··· Given data ···

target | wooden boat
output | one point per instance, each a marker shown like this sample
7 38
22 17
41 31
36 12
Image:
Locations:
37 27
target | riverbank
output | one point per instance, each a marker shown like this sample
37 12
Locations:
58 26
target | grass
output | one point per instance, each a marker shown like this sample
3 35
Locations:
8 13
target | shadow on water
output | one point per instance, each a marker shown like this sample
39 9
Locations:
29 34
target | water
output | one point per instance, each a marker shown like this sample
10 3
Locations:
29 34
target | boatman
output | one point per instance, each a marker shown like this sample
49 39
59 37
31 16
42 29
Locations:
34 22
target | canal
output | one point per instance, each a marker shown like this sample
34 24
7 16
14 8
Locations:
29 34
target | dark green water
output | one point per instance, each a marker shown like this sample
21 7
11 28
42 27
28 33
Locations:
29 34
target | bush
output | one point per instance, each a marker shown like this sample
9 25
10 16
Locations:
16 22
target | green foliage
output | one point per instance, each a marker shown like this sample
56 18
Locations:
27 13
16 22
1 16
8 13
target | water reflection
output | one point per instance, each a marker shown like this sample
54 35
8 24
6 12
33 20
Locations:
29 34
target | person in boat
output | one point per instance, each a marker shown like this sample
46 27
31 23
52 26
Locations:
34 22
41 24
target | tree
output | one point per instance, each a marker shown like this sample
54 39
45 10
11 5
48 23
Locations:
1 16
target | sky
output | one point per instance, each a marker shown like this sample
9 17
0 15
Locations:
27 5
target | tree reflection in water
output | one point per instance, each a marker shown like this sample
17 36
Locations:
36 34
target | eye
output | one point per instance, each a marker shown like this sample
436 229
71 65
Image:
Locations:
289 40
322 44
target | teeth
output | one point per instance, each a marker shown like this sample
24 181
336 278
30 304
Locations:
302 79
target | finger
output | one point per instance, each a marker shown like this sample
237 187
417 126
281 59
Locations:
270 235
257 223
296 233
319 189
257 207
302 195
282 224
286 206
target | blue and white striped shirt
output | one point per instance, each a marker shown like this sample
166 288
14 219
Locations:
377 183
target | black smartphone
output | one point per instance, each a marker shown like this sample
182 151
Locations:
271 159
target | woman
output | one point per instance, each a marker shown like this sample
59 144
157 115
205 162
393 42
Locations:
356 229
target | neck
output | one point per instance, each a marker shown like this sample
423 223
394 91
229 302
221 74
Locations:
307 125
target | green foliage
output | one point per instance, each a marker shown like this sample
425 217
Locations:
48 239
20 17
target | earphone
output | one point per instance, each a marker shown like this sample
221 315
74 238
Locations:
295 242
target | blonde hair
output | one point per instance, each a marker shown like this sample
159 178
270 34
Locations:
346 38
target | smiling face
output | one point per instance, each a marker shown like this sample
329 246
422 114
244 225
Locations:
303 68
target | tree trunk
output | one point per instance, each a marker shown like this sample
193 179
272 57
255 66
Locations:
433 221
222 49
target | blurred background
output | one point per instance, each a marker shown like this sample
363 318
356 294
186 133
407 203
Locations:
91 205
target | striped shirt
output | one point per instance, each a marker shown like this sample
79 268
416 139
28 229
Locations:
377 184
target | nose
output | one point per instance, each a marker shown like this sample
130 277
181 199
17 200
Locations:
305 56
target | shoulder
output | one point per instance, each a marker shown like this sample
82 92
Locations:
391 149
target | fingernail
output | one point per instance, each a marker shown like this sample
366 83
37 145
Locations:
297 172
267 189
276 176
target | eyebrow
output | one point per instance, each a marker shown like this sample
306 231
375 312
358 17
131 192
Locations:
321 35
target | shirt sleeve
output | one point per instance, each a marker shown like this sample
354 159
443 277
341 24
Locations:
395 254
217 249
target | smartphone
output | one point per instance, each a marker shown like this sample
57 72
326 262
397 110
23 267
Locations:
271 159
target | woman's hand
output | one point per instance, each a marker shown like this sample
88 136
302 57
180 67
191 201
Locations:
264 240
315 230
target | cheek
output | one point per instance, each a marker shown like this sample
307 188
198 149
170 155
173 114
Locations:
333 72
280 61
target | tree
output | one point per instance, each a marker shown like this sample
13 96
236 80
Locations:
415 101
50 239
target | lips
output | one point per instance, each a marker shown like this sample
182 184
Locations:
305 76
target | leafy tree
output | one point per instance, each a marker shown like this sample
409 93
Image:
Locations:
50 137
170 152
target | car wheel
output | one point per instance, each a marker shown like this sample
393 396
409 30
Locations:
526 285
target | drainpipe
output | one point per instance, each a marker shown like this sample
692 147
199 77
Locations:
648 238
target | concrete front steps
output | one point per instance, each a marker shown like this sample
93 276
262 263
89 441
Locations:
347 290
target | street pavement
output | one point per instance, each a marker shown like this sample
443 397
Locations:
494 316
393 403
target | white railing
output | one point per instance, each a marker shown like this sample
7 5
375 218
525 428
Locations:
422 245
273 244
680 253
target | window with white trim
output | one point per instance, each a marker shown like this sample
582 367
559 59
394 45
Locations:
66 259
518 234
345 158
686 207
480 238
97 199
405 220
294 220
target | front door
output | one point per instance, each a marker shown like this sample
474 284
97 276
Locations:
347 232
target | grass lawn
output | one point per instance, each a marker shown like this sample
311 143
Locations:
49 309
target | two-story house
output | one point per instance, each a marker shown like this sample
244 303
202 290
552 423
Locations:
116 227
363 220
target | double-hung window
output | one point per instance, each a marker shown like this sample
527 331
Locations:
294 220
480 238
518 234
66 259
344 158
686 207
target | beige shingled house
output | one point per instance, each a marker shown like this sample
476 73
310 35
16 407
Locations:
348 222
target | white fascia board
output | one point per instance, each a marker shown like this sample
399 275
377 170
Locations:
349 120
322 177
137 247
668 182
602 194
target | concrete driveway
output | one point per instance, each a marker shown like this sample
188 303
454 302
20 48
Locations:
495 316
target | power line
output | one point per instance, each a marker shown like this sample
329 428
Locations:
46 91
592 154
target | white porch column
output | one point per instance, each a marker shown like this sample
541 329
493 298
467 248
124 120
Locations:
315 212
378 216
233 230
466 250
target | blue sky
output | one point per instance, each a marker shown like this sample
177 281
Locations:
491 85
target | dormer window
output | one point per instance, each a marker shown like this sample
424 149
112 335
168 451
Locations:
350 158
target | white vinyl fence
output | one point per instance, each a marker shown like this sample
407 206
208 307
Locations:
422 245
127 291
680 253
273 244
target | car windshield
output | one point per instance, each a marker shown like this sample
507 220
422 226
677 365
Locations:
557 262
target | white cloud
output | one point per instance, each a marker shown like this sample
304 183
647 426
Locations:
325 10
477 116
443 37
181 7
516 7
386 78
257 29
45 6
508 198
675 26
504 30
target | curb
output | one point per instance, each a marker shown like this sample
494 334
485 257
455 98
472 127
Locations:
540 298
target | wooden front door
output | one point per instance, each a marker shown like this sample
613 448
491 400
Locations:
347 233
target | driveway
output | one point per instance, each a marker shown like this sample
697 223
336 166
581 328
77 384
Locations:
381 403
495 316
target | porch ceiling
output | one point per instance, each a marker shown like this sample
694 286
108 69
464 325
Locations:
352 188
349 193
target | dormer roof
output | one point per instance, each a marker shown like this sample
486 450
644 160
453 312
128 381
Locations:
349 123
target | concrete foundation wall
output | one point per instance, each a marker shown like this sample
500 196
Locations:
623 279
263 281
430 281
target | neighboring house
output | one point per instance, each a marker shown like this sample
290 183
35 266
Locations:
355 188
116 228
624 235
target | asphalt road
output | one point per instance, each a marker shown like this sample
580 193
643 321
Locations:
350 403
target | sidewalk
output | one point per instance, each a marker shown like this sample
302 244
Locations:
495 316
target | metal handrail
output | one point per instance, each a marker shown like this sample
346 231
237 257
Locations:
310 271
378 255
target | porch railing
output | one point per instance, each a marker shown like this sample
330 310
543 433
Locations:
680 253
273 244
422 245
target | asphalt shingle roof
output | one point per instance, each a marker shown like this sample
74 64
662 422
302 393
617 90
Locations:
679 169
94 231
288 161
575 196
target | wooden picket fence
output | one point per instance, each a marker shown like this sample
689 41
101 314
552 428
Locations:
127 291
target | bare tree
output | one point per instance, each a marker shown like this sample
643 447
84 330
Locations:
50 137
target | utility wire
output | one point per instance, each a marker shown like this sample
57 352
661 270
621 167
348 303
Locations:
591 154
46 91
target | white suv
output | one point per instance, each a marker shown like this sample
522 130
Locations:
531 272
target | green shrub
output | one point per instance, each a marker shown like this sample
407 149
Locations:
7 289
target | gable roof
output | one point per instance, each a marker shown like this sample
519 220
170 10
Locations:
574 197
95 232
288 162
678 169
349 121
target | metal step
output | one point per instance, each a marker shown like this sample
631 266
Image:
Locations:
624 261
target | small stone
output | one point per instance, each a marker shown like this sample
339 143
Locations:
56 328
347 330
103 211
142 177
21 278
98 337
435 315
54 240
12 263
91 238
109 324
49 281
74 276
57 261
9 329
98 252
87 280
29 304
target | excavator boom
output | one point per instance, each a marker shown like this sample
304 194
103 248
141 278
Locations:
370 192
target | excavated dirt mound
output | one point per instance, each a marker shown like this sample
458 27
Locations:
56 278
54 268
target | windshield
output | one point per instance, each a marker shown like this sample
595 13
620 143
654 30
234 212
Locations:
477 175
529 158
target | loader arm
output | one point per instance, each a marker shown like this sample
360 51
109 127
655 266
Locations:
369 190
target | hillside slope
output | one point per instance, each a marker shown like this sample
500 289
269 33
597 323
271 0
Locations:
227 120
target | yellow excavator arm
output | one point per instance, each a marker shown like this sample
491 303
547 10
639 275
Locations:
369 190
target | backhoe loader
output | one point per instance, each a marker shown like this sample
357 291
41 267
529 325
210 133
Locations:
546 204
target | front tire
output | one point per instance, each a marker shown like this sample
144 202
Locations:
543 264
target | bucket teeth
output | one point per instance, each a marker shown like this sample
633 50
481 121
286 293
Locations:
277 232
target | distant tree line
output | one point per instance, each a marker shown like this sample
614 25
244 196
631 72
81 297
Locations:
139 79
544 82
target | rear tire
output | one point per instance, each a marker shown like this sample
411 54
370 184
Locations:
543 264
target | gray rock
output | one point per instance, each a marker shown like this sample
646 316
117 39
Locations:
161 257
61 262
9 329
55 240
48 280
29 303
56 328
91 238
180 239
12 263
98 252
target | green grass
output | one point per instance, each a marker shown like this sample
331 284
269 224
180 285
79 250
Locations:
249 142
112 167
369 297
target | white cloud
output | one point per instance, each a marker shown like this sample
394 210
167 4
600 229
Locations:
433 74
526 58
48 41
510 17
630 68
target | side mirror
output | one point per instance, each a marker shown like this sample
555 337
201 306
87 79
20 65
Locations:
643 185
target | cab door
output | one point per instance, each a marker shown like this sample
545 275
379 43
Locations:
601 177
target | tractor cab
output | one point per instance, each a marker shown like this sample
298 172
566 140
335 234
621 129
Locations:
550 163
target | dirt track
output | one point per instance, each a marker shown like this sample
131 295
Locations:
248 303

···

• **Your instructions**: Please restate only the opening stretch of the records above: every line from the first through the one containing "target | tree reflection in water", exactly as written.

• **Answer to this task**:
target | wooden boat
output | one point per instance, each a marker shown like this sample
7 38
22 17
41 31
36 12
Image:
Locations:
37 27
target | riverbank
output | one point per instance, each a marker shown like this sample
37 12
Locations:
58 26
target | grass
output | one point per instance, each a marker shown like this sample
3 35
Locations:
8 13
target | shadow on water
output | one point per instance, each a marker shown like this sample
39 9
Locations:
29 34
target | water
output | one point per instance, each a marker shown like this sample
10 3
Locations:
29 34
target | boatman
output | one point per instance, each a marker shown like this sample
49 39
59 37
31 16
42 29
Locations:
34 22
target | canal
output | one point per instance, each a marker shown like this sample
34 24
7 16
14 8
Locations:
29 34
target | dark green water
output | one point per instance, each a marker shown like this sample
21 7
11 28
42 27
28 33
Locations:
29 34
target | bush
output | one point per instance, each a marker shown like this sample
9 25
10 16
Locations:
16 22
target | green foliage
output | one point per instance, each a marker shown like this sample
56 18
Locations:
27 13
16 22
1 16
8 13
target | water reflection
output | one point per instance, each a marker shown like this sample
54 35
8 24
6 12
33 20
Locations:
29 34
target | person in boat
output | one point per instance, each a marker shown like this sample
46 27
31 23
52 26
Locations:
34 22
41 24
target | tree
output | one point per instance, each a marker shown like this sample
54 39
45 10
11 5
48 23
Locations:
1 16
target | sky
output | one point per instance, each a marker shown like this sample
9 17
0 15
Locations:
27 5
target | tree reflection in water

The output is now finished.